Given instruction: Filter the entries below and copy out every line containing the word "ceiling".

>> Begin

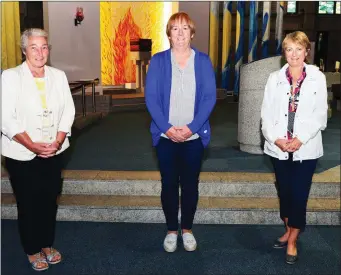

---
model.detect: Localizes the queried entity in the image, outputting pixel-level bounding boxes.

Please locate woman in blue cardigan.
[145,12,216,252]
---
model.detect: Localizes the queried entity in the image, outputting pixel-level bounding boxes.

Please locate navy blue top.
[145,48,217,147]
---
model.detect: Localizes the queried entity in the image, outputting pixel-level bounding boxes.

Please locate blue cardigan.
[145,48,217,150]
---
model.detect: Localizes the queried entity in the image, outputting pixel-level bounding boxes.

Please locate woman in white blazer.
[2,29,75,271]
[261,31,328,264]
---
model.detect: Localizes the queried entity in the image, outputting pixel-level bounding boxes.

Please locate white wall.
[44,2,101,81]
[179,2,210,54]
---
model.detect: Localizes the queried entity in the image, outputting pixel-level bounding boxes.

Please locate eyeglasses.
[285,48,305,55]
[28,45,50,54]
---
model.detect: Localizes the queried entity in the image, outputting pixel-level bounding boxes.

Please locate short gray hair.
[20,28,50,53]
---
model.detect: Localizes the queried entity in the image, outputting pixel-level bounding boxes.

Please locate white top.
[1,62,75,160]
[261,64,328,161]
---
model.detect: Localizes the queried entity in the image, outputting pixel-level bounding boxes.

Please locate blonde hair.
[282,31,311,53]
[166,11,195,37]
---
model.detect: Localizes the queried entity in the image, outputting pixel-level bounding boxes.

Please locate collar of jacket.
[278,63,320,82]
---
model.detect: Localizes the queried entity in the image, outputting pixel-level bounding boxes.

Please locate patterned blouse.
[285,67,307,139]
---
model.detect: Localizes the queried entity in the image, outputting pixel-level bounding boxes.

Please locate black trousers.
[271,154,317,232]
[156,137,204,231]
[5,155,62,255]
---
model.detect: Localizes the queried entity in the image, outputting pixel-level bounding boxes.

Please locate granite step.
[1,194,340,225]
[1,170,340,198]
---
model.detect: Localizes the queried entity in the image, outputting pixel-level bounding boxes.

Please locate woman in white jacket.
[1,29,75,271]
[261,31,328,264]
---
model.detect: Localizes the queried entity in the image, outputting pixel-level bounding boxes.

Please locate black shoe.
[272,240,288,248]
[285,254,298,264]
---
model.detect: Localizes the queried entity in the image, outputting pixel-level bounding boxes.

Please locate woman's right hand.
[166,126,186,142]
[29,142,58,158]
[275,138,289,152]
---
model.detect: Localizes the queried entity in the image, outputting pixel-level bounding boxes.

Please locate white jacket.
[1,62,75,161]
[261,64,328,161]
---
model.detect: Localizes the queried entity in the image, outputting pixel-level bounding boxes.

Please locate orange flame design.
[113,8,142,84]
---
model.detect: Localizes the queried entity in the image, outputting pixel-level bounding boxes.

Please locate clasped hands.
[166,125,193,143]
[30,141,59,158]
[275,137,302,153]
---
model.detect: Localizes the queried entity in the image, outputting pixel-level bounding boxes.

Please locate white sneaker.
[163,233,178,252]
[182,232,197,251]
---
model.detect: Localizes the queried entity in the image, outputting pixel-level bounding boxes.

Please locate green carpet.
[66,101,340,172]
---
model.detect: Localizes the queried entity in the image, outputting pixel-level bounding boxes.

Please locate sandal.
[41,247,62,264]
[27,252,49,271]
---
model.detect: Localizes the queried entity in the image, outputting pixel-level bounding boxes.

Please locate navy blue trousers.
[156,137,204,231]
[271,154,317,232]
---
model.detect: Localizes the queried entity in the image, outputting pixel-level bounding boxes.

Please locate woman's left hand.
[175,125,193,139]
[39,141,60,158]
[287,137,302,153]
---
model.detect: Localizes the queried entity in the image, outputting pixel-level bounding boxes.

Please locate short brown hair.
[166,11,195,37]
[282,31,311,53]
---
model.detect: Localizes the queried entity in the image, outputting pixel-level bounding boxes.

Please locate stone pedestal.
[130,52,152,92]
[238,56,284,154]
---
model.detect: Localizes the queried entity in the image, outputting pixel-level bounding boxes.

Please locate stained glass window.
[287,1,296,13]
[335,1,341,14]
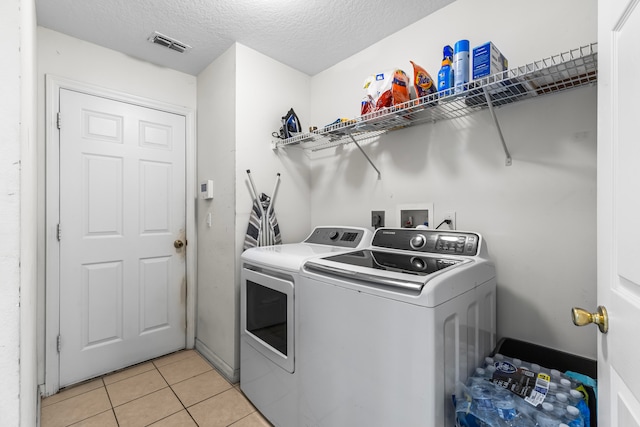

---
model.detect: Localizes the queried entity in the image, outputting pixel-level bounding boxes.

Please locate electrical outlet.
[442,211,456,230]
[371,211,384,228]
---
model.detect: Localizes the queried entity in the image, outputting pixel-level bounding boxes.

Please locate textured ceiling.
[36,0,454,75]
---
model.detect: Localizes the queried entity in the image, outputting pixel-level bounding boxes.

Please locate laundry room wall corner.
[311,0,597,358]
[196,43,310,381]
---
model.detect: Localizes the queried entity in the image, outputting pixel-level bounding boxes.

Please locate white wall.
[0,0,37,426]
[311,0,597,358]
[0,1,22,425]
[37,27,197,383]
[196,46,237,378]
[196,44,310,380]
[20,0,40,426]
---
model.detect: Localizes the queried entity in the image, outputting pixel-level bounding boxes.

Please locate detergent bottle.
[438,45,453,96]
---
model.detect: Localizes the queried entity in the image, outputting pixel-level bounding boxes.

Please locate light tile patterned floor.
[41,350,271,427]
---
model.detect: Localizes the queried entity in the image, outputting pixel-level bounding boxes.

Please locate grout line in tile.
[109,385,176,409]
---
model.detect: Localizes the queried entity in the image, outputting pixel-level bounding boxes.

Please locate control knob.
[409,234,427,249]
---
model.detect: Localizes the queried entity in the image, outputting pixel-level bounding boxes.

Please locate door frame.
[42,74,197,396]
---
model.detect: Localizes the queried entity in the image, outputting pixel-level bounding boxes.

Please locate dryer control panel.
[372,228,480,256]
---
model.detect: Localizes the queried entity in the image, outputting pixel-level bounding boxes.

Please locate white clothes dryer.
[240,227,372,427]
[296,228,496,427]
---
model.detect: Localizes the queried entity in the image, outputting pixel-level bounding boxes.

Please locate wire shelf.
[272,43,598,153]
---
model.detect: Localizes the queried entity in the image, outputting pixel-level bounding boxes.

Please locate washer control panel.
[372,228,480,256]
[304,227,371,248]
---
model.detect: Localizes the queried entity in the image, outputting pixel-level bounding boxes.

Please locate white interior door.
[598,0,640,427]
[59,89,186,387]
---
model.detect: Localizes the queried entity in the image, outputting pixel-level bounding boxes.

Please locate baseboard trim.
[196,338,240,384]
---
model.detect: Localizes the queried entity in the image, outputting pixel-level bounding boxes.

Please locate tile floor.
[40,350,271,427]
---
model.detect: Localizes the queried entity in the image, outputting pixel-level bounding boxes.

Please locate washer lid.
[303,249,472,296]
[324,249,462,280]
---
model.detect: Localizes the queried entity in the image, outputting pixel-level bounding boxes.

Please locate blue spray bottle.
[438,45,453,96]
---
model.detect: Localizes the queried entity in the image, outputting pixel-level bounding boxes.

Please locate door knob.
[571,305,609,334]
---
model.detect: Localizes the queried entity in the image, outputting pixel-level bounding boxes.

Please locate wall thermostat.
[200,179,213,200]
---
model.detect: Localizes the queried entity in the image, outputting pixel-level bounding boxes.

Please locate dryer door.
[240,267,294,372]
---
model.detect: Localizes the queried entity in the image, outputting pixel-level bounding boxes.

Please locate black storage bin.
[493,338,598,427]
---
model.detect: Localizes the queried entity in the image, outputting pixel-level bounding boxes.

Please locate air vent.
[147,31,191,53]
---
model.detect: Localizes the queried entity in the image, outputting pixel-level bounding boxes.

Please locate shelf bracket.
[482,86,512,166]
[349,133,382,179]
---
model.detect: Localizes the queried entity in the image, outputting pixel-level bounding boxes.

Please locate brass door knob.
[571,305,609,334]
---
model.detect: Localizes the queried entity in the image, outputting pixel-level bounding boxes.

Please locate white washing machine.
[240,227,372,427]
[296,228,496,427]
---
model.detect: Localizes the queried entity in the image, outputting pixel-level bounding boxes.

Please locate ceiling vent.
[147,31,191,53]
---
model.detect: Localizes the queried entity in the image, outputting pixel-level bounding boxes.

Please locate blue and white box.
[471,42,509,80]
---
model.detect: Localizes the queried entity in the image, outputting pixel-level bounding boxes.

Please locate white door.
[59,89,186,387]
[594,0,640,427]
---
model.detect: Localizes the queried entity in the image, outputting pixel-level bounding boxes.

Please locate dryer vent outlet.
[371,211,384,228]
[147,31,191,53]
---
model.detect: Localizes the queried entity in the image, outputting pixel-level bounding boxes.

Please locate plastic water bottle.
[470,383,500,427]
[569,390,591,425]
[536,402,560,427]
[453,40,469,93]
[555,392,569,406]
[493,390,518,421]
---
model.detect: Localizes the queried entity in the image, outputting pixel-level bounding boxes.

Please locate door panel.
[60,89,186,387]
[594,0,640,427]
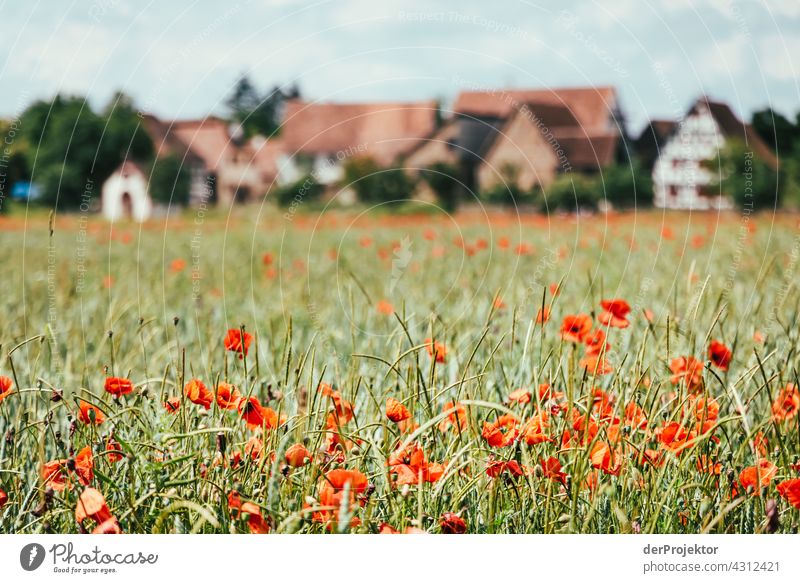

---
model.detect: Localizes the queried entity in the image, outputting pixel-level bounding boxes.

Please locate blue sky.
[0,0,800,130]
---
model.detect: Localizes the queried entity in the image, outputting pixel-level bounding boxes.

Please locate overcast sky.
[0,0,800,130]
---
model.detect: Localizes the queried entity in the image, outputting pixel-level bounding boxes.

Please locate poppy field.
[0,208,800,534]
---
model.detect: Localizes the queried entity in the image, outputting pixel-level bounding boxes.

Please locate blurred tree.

>> End
>> Begin

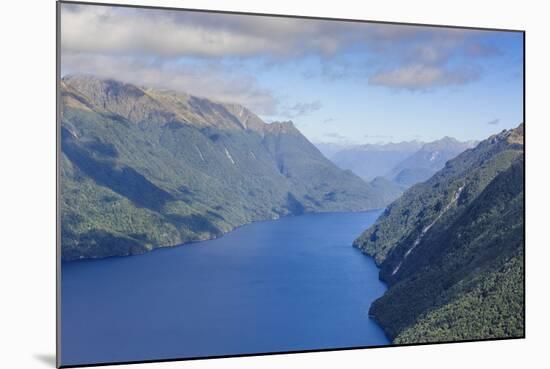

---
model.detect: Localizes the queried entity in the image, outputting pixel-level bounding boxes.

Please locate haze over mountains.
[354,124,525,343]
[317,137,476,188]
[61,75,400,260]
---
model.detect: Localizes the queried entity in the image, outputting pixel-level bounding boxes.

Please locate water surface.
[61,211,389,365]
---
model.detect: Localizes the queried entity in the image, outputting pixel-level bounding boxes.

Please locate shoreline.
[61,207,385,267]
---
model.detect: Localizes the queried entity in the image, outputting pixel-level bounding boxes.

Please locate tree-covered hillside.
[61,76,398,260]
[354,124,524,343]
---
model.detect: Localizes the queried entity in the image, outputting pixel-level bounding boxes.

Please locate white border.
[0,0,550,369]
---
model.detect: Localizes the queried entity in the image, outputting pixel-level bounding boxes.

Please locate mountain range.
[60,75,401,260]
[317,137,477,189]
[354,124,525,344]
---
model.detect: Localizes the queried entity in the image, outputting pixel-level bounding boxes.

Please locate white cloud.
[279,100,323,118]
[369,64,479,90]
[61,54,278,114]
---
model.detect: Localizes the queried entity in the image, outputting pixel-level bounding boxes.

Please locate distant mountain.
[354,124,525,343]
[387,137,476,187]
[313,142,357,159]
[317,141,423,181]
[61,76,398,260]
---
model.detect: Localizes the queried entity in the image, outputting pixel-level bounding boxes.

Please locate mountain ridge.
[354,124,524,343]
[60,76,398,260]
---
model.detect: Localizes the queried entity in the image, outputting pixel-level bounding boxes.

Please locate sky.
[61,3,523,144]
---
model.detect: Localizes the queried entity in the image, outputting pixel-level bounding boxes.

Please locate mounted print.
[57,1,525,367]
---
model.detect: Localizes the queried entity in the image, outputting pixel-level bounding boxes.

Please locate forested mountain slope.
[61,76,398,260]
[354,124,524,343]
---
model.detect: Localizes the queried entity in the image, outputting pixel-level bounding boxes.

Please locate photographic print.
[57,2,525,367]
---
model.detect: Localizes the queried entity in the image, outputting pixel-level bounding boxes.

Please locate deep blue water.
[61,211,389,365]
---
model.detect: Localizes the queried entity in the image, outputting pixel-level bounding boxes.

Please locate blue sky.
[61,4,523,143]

>> End
>> Begin

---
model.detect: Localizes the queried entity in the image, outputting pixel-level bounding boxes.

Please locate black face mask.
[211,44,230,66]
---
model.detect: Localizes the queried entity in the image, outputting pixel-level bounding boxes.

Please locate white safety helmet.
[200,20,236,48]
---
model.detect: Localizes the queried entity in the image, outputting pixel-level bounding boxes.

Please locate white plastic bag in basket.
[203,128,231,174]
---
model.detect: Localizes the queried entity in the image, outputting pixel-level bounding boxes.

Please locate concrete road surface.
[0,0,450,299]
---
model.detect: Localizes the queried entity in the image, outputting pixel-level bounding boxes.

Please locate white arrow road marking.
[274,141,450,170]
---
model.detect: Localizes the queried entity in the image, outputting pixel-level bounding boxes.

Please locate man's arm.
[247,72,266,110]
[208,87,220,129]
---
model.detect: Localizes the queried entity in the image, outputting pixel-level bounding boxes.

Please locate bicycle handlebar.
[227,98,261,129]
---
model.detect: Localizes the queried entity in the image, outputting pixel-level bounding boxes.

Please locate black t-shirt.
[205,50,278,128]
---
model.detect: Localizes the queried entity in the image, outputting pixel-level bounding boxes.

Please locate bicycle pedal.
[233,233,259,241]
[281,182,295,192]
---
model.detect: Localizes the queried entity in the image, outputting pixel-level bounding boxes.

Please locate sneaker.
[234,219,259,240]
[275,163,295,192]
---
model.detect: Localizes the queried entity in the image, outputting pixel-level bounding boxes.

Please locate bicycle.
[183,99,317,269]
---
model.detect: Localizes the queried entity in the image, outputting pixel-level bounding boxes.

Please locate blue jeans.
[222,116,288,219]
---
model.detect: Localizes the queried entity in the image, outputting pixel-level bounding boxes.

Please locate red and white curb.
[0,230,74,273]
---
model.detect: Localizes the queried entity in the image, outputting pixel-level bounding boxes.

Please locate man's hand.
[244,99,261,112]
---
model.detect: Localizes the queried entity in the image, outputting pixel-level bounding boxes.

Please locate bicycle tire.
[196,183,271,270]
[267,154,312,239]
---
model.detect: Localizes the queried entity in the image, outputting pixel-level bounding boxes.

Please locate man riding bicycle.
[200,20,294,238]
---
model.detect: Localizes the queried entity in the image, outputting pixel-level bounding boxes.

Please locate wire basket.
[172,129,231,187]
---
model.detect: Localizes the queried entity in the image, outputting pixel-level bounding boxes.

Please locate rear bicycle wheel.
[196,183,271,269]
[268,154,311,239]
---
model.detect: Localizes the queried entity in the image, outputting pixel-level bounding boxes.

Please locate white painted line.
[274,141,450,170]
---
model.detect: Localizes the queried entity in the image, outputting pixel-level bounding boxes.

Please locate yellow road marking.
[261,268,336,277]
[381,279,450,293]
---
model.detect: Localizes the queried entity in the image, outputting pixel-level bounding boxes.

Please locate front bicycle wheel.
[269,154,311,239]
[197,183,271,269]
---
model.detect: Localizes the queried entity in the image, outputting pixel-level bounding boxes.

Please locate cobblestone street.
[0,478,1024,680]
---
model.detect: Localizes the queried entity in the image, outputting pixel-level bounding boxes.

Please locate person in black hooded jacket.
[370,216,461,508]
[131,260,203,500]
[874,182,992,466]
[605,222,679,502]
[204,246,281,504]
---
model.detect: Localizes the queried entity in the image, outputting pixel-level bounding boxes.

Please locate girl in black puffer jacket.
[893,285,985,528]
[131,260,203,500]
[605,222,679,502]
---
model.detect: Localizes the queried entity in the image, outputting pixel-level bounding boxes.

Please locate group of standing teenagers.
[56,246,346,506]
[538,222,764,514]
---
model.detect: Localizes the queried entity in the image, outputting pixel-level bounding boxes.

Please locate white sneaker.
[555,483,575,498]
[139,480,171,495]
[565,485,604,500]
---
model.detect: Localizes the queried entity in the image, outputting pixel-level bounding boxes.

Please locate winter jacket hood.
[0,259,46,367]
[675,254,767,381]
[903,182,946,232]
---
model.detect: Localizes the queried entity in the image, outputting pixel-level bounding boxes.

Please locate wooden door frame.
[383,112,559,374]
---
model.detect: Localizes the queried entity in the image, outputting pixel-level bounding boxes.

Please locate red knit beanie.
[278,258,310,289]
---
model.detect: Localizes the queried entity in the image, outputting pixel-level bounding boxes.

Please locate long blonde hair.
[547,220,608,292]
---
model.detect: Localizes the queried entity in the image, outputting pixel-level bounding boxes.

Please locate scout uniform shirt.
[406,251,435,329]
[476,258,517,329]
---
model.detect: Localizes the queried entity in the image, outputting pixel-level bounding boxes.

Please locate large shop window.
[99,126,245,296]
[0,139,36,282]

>> End

Worked answer:
Please locate textured ceiling.
Please locate ceiling vent.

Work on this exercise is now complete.